[Excerpt to read]

Borealis scraps US$7 bn PE project in Kazakhstan; part of cost cutting measures
Austrian polyolefins producer Borealis has decided not to pursue further the development of a US$6.8 billion integrated cracker and polyethylene project in Kazakhstan. The decision to discontinue this project, it says, is due to economic uncertainties as a result of the Covid-19 pandemic as well as the increased uncertainty of future market assumptions.
The project was a 50:50 joint venture with Kazakh state-owned United Chemical Company (UCC) and a joint agreement was signed in 2018.
The scope of the project was to include the construction of an ethane cracker and two PE units, utilising Borealis’s proprietary Borstar technology, with a total capacity of 1.25 million tonnes/year and with a pre-investment in the cracker for future expansion. The final investment decision on the project was expected to be taken in 2020 and start-up was scheduled for 2025.
Through the partnership, Borealis and UCC were to explore the opportunities of jointly developing the Kazakhstan polyolefin industry and it was expected to have strengthened Borealis’ position in the CIS markets.

[Material shown]
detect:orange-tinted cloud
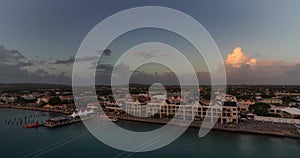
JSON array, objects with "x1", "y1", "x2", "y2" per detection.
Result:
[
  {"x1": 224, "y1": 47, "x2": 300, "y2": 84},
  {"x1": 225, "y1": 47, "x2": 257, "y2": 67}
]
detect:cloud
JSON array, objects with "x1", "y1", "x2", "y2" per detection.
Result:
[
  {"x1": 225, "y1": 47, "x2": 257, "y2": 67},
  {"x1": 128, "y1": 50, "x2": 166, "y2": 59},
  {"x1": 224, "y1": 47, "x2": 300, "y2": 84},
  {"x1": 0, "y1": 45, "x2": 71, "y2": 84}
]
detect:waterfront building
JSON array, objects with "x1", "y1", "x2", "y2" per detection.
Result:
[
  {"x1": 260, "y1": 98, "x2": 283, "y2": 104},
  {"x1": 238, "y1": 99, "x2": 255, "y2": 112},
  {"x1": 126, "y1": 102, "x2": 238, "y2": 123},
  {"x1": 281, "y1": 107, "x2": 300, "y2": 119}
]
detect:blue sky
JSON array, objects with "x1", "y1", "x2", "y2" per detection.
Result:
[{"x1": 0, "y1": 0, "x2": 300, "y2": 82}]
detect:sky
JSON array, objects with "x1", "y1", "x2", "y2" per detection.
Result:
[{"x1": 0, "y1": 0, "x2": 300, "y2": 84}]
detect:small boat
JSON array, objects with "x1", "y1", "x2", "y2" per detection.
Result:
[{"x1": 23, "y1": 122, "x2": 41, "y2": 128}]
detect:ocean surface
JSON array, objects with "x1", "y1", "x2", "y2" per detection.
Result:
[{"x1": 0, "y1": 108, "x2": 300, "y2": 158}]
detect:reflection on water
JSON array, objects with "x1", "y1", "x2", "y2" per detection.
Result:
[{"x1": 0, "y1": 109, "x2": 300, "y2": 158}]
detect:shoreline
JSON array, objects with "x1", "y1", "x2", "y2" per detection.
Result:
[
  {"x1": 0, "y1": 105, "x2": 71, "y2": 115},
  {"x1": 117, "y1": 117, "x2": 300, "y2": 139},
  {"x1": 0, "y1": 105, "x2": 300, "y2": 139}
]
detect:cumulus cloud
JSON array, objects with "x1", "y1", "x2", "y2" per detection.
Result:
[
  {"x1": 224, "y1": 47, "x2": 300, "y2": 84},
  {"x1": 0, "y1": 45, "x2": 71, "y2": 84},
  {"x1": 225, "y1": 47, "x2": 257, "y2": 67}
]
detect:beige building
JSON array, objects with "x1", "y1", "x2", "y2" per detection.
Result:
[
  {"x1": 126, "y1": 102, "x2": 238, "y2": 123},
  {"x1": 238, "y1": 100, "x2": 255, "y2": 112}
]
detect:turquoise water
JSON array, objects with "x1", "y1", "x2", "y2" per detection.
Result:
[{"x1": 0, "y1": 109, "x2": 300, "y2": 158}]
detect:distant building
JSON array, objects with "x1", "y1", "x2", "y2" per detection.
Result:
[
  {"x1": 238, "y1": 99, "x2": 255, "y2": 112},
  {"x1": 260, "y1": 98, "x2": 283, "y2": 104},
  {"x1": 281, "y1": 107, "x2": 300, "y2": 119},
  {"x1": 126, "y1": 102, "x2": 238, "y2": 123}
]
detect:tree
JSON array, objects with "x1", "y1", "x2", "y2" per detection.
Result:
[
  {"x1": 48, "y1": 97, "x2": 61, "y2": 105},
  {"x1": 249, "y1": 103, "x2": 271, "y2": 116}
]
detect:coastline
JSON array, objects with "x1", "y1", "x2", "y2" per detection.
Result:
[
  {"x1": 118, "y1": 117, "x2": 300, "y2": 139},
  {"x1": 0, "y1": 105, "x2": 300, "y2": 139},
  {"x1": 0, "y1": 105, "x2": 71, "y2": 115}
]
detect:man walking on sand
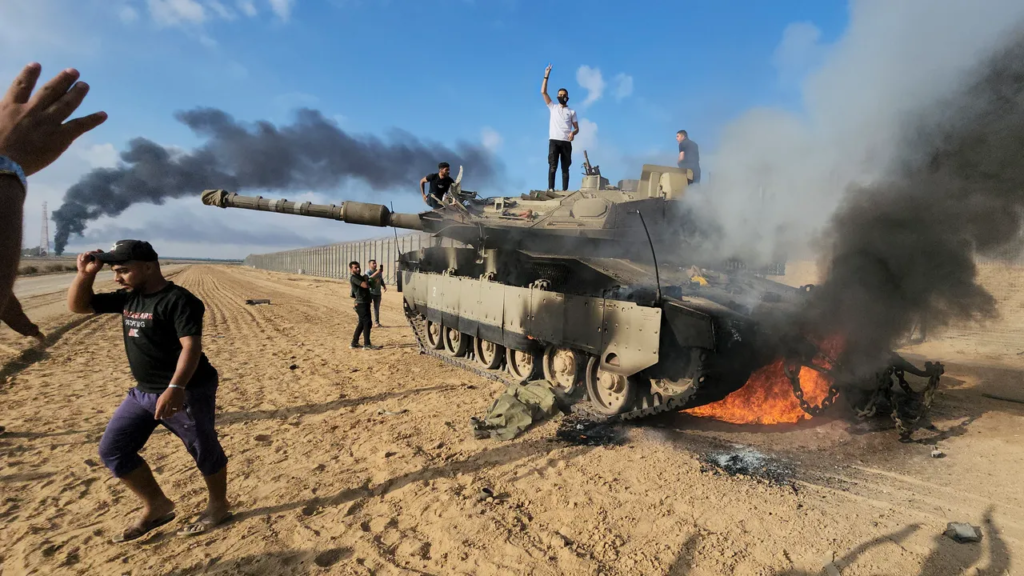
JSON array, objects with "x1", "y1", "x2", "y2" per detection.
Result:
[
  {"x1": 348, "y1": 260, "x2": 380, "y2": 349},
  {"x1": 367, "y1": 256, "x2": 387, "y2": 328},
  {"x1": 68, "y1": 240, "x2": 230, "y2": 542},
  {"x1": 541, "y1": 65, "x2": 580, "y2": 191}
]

...

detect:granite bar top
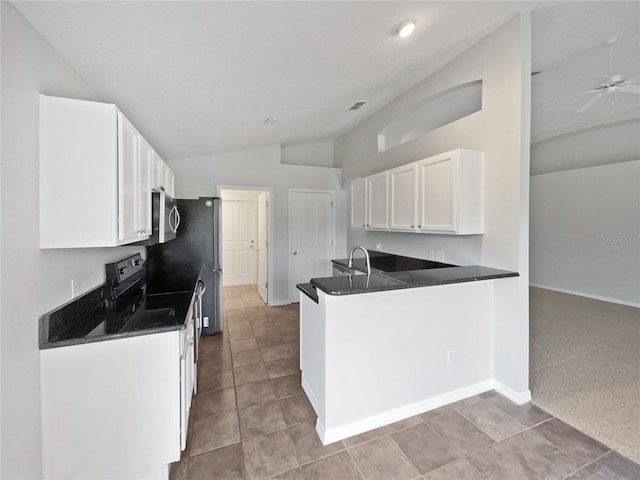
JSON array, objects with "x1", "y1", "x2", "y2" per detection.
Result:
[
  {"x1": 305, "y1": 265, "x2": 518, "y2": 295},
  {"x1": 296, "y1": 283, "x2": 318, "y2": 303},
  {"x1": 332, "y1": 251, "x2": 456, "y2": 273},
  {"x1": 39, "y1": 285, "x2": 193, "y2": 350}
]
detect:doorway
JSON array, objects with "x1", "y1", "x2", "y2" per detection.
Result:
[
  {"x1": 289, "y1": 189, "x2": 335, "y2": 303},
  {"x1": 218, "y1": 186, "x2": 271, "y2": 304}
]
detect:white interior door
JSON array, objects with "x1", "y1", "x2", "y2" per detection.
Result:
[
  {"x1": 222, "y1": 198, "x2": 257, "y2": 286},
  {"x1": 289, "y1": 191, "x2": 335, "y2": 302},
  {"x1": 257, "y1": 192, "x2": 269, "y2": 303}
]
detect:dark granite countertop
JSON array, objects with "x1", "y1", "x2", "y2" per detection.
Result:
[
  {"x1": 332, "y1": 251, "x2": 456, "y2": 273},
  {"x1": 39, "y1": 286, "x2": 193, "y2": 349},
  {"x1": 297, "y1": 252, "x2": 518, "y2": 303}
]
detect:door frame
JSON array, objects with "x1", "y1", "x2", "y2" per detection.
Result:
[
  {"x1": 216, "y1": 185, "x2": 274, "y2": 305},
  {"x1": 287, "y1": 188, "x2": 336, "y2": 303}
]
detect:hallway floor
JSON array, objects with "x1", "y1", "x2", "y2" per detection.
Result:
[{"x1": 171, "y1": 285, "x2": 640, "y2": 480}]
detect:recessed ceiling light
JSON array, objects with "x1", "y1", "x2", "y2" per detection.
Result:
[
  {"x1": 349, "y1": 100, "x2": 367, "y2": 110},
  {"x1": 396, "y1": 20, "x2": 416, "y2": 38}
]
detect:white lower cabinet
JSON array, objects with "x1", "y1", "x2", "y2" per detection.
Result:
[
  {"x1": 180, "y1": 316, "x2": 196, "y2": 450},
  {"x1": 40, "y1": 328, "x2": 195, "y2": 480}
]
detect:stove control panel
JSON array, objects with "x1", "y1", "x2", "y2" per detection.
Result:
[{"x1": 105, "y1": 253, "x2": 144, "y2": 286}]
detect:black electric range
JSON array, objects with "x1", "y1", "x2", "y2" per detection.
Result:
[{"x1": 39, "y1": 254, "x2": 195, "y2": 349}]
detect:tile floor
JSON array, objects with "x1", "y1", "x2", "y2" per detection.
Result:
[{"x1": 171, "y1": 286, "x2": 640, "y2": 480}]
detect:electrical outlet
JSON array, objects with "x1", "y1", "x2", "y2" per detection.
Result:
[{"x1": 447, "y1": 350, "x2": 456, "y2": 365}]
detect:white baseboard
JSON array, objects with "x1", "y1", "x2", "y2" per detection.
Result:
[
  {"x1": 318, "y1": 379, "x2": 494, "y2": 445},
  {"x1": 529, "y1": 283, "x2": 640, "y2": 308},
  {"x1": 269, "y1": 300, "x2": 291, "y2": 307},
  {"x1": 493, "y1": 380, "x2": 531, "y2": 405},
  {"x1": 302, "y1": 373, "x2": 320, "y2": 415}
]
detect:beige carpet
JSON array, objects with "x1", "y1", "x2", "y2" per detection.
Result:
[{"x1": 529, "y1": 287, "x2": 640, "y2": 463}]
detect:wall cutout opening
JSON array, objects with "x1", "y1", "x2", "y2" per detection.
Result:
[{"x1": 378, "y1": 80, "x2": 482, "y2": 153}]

==

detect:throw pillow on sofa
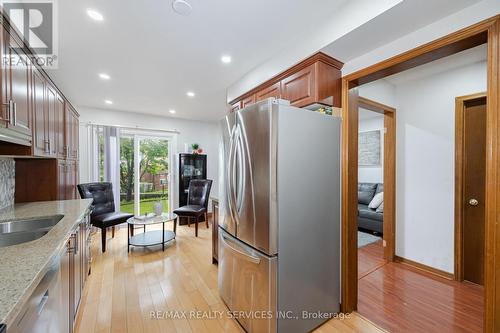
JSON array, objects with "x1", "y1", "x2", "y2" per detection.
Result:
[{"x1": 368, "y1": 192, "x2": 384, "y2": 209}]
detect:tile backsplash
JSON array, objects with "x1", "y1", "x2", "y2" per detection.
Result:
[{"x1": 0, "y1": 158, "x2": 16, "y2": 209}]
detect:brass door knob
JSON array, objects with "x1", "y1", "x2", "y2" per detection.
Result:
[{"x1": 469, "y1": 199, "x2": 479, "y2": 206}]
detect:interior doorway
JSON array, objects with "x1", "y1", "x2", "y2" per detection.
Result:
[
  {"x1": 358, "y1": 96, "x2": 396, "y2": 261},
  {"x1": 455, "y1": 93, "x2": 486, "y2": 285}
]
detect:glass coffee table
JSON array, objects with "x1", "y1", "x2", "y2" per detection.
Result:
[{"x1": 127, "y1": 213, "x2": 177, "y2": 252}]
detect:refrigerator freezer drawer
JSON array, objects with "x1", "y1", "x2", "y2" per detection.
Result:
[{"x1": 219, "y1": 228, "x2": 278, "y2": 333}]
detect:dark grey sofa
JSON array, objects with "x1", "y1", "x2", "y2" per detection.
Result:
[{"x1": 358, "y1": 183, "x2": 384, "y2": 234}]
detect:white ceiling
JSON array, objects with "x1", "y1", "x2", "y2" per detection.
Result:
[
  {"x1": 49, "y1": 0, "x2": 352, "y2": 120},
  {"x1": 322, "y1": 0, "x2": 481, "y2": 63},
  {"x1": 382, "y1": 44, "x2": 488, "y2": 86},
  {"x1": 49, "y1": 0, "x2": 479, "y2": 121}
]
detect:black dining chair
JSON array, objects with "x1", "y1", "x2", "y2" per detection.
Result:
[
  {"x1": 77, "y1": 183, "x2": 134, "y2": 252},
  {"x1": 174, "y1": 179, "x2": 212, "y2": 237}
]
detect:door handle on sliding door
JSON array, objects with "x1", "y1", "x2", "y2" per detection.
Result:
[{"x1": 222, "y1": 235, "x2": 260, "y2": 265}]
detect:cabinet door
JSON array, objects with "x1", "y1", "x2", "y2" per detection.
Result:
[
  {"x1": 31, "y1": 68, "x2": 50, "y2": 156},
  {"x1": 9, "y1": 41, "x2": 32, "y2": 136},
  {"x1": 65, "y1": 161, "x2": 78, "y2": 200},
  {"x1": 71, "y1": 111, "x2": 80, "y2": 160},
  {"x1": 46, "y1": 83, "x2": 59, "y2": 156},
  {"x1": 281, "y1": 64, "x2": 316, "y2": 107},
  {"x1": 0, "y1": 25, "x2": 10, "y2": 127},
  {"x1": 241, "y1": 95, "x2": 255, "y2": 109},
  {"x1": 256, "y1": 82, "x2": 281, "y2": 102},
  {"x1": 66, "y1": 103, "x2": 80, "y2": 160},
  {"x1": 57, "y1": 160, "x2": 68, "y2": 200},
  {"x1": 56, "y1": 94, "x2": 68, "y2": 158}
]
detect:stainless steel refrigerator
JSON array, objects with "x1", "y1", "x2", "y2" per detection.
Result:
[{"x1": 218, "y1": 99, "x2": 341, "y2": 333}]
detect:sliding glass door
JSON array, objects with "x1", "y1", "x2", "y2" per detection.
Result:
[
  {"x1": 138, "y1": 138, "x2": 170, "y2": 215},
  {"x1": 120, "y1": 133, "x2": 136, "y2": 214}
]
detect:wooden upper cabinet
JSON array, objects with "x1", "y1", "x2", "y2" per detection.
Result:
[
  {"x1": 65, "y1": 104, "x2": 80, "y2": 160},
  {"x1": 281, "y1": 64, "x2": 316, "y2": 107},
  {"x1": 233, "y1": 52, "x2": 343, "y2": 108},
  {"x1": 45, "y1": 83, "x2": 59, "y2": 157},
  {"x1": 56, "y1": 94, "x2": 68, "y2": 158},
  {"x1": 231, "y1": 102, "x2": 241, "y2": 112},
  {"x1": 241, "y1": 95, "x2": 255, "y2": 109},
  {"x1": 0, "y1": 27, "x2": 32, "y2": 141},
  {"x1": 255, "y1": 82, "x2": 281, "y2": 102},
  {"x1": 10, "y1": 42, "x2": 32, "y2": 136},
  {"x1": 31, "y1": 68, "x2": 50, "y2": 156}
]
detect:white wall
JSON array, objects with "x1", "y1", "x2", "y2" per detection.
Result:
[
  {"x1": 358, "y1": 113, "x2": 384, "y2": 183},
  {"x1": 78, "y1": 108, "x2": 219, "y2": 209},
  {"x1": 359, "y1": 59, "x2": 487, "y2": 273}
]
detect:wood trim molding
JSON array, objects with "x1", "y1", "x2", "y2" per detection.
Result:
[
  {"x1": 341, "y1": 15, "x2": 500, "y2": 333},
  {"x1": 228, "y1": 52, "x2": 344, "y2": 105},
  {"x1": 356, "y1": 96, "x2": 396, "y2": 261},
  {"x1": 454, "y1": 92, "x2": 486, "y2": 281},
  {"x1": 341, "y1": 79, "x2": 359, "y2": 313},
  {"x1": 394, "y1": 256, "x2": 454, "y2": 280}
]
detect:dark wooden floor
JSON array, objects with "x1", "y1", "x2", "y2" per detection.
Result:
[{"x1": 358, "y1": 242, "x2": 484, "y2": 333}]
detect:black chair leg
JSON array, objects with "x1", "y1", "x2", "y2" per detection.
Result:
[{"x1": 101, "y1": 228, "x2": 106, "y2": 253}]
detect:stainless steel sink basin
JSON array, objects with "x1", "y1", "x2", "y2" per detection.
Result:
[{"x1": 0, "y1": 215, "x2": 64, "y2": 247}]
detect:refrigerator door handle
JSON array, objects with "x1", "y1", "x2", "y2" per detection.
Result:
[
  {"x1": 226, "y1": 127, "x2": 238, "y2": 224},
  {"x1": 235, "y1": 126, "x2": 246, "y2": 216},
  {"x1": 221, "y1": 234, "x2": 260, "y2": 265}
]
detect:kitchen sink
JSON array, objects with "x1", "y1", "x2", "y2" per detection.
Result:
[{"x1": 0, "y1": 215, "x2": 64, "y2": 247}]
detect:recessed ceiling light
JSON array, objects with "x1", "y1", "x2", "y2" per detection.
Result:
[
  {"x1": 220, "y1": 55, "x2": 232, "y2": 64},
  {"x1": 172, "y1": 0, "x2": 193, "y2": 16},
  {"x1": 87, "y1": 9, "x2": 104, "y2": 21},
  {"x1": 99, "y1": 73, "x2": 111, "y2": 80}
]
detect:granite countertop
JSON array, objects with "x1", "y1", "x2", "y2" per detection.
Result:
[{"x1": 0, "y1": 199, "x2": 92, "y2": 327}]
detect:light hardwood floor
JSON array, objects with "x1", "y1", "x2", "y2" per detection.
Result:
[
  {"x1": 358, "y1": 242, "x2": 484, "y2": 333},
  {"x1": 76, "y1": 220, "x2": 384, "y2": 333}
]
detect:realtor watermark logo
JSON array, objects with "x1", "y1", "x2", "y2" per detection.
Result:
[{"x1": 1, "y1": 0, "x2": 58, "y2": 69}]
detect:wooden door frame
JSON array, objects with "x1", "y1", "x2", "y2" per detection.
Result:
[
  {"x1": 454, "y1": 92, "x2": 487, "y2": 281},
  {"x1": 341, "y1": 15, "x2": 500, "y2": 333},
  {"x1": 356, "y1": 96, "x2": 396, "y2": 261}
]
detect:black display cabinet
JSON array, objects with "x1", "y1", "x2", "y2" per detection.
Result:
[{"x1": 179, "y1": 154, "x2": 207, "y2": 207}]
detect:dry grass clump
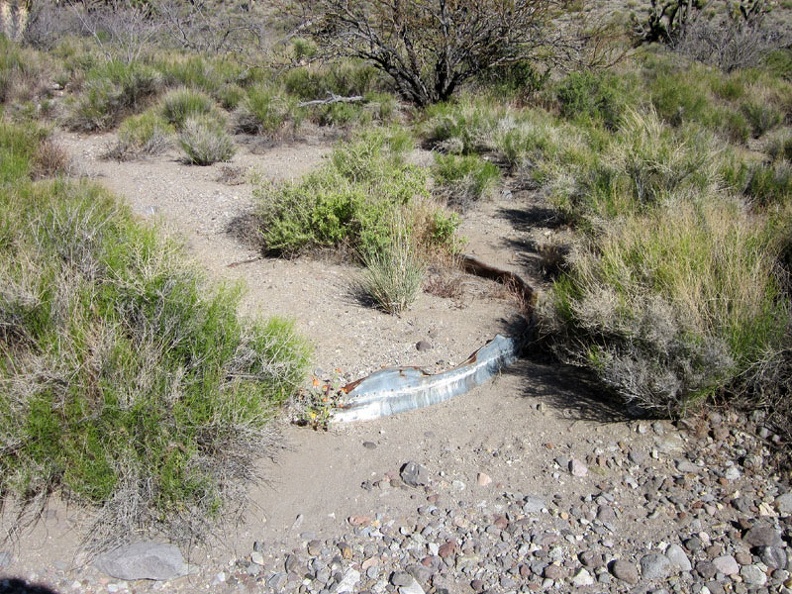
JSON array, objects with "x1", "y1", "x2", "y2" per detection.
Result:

[About this exercise]
Please answer from the article on Borealis and Kazakhstan: what reasons did Borealis give for discontinuing the project?

[Reply]
Economic uncertainties caused by the Covid-19 pandemic and the increased uncertainty of future market assumptions.